**Requirement 1**: According to the speaker-profiling text, what is speaking fundamental frequency a long-term average of?

**Document segment**:
.....

Documenting any aspect of speech is pivotal to 
understanding human language, culture and behavior. 
Speech signals not just the linguistic message but also the 
indexical properties of the speaker. Identification of the 
indexical properties of speech may be referred to in the 
forensic literature as ‘speaker profiling’. Speaker profiling 
entails identifying the age, gender, region, ethnicity or 
socio-economic background of the speaker based on the 
speech. Of the many phonetic factors that lend to speaker 
profiling, one such robust factor which is of relevance to 
this study is the identification of the ethnicity of an 
individual based on their speaking fundamental frequency 
(a long-term average of pitch). Since globalization has 
opened up doors to multi-culturalism and multi-ethnicity, 
identifying the ethnicity of an individual is of paramount 
significance in the field of forensic phonetics. Another 
application of speaker profiling in recent times is the 
Linguistic analysis of the determination of origin (LADO)

.....

**Requirement 2**: Rewrite the entries from the line containing "Pick out every instance of the crop" down to the last entry, swapping "crop field" for "farm field" and leaving everything else unchanged.

Items listed in a dataset:
.....

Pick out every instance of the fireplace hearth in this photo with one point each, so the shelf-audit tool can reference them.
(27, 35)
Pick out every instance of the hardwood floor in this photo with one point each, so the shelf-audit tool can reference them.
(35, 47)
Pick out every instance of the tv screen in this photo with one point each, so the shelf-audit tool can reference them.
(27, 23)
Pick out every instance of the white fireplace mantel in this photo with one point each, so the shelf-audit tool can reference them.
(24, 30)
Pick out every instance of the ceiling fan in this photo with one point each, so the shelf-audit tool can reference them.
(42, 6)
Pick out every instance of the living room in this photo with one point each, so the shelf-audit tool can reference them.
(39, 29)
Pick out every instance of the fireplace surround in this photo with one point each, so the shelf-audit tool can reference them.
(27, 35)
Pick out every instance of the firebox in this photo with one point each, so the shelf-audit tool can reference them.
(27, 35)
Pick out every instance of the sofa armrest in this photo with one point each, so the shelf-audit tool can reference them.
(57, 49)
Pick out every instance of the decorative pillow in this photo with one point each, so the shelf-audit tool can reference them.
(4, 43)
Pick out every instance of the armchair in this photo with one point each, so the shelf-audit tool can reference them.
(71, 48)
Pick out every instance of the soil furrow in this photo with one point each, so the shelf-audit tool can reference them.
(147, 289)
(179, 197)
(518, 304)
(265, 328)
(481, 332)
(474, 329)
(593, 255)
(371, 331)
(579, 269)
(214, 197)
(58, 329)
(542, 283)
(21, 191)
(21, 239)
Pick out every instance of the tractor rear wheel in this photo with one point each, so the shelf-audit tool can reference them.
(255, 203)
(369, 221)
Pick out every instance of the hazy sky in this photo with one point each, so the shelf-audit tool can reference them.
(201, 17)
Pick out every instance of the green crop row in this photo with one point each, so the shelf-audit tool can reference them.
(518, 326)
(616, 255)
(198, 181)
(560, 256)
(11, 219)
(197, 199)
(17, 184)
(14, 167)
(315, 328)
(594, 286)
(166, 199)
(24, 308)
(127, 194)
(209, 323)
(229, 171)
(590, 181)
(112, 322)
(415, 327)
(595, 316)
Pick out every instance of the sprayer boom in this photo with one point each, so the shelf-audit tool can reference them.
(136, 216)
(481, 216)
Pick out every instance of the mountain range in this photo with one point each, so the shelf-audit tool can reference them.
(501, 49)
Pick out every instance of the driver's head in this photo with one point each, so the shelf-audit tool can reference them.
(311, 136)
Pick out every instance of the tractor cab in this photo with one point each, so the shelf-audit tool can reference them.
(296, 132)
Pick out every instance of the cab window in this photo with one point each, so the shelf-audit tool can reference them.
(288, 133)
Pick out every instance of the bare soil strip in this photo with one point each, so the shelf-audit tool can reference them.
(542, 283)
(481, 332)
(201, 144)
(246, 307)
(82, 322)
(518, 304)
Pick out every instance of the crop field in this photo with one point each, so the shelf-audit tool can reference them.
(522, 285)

.....

**Task solution 1**: Pitch.

**Task solution 2**:
Pick out every instance of the farm field in this photo with one point each, so the shelf-audit tool can reference them.
(522, 285)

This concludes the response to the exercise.